## Exercise prompt
Which lines in the data below contain the word "patch"? Copy each of them.

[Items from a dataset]
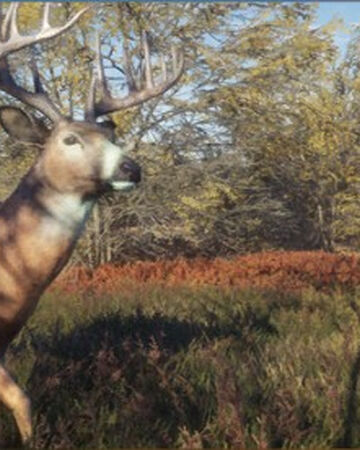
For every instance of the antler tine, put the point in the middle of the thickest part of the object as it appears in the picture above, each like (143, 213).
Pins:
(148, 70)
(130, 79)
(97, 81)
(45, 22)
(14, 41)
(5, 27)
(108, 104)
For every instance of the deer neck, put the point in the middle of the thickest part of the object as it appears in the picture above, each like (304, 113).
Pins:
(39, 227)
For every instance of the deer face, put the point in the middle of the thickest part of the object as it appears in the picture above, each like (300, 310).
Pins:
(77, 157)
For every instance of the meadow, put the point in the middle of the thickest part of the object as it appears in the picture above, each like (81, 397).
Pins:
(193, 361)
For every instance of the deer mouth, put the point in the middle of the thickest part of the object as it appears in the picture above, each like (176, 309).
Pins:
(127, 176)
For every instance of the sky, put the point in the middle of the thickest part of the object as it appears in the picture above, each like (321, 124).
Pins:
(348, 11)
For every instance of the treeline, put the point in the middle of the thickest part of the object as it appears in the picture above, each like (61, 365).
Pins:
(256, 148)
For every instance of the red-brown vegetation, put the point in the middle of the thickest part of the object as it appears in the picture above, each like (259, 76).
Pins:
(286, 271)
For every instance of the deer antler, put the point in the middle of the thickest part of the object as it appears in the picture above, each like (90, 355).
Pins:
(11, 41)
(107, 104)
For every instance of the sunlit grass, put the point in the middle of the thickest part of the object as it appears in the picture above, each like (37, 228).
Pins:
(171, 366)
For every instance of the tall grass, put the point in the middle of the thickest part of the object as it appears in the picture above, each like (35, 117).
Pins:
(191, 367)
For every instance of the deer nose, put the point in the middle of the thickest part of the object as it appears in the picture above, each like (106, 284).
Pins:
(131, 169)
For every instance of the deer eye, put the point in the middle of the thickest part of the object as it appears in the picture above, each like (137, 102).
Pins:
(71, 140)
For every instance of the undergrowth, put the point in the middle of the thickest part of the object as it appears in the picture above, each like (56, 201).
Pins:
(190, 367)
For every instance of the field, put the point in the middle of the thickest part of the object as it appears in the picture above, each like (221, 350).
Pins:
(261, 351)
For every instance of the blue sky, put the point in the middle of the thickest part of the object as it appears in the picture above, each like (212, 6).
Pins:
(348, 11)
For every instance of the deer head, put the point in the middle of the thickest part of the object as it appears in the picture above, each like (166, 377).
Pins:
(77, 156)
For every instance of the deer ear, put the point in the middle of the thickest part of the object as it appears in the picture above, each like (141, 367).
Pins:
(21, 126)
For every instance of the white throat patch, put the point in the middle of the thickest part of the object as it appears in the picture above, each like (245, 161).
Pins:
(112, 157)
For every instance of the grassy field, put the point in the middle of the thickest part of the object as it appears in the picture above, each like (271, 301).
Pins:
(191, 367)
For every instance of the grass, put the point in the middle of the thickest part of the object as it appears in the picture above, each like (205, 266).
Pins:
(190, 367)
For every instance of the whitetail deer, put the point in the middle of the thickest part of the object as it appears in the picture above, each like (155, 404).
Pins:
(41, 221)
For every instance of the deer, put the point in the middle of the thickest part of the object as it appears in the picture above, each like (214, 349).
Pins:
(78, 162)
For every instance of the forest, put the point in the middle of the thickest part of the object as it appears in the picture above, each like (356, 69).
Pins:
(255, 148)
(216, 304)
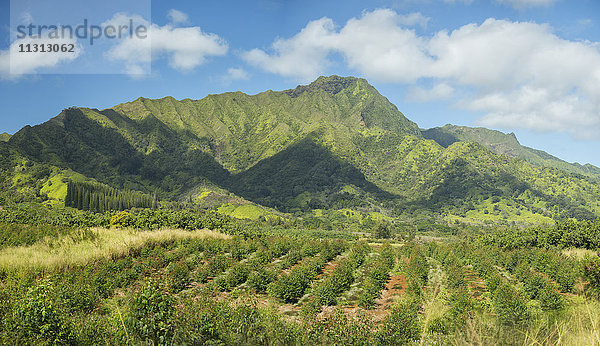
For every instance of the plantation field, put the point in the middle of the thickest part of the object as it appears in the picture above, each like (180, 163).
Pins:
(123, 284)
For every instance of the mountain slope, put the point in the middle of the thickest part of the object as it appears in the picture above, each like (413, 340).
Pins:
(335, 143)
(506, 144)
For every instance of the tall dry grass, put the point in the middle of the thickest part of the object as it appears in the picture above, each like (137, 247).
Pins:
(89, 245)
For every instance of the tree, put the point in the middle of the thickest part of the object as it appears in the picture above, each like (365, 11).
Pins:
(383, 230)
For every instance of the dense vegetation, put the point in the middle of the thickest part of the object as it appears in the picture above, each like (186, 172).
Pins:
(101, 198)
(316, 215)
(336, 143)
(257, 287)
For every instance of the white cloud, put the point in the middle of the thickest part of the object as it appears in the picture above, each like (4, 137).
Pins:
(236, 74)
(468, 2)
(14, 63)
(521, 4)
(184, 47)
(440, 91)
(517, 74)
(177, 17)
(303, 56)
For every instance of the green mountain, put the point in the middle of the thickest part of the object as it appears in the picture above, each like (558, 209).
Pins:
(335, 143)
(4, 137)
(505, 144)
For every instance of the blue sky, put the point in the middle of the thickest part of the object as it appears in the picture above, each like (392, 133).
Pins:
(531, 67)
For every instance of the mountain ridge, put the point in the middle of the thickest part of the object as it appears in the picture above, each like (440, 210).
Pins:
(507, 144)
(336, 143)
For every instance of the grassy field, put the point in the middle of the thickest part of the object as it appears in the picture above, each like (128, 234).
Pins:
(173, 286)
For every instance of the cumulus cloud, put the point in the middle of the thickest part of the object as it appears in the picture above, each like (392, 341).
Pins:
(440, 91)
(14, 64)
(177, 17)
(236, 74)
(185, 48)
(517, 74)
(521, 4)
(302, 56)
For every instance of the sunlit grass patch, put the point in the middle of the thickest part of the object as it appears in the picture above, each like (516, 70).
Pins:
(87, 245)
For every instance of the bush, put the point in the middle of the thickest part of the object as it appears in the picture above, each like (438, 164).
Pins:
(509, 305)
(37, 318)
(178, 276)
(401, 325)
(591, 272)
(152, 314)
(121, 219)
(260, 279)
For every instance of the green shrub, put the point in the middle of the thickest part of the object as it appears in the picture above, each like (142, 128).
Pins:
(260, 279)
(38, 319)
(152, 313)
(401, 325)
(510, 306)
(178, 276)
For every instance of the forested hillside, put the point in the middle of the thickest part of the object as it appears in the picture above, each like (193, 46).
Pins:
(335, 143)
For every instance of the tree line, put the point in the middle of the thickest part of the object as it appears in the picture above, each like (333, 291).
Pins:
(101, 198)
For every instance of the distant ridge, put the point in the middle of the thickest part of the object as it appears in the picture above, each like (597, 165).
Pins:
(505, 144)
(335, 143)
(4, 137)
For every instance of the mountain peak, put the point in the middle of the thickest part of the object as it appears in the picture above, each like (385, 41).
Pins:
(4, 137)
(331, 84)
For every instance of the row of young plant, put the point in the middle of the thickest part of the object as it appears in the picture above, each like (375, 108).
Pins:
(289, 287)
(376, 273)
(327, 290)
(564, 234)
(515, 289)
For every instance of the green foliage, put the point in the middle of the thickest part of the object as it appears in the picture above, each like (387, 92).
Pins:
* * *
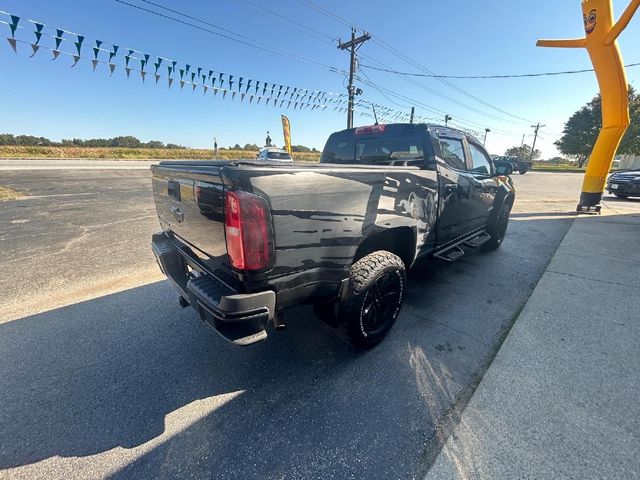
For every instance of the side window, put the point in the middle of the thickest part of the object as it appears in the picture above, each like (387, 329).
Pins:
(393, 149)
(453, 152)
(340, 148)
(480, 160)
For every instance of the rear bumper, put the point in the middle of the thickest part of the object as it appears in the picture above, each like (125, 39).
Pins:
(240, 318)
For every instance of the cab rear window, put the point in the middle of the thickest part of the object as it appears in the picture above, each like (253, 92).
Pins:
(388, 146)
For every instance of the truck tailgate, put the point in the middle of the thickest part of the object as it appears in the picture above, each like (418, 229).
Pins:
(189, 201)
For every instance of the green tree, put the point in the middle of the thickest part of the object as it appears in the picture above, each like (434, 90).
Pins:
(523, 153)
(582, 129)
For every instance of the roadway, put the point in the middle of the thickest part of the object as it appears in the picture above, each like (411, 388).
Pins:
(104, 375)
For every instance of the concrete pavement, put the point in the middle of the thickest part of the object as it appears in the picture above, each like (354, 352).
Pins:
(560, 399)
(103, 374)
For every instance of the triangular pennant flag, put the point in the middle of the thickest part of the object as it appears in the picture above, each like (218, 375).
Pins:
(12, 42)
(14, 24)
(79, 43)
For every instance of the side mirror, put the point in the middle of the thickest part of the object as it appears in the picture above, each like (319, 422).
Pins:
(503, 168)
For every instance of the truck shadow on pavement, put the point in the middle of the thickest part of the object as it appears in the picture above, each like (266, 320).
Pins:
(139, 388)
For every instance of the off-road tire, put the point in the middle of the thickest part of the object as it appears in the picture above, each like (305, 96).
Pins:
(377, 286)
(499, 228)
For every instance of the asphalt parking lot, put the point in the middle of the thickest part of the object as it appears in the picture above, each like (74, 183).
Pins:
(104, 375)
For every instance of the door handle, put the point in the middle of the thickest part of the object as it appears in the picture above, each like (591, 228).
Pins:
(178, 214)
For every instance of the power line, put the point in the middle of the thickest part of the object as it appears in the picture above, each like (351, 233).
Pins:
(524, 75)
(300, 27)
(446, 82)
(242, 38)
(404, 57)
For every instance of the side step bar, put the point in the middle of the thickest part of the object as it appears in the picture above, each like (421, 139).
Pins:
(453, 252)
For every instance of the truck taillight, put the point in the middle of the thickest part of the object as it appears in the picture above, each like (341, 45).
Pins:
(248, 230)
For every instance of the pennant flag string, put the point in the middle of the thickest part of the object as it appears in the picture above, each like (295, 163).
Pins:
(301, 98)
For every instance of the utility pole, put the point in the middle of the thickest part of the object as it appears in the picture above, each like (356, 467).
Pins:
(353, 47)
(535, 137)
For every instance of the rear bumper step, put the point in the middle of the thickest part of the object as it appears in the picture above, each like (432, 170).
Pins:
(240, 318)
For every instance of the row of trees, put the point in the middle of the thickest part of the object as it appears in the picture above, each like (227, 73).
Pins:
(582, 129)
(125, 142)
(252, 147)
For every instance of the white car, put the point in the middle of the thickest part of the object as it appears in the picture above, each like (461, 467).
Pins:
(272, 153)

## Task output
For every instance of the white throat patch, put the point in the middle of the thickest part of the object as it appears in the picture above, each like (245, 161).
For every instance of the sunlit grass patch, put the point in the middle of the thickest part of the object as it appears in the picture above, each like (516, 70).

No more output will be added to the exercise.